* Task requirements *
Put each line of the items below into a Markdown table with a Row column for the row number and a Line column for the line. Skip blank lines and omit the pictures.

* Records shown *

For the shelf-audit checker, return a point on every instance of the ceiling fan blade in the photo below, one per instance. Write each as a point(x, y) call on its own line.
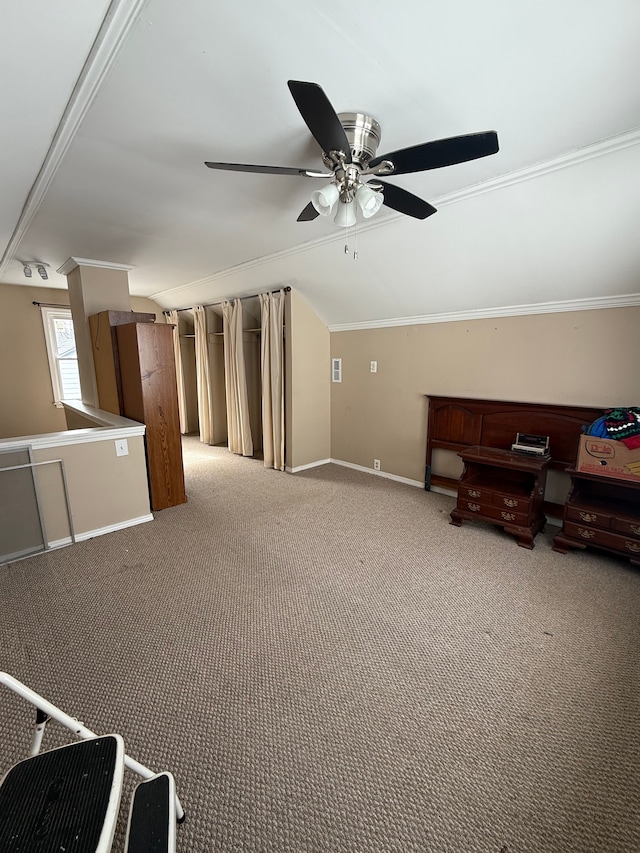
point(405, 202)
point(267, 170)
point(308, 214)
point(440, 152)
point(320, 117)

* Task output *
| Row | Line |
|---|---|
| 1 | For the shelf-audit checker, return a point on every instance of the ceiling fan blade in the photo below, one per instance. Write each as a point(x, y) call on its own line. |
| 2 | point(405, 202) |
| 3 | point(267, 170) |
| 4 | point(308, 214) |
| 5 | point(440, 152) |
| 6 | point(320, 117) |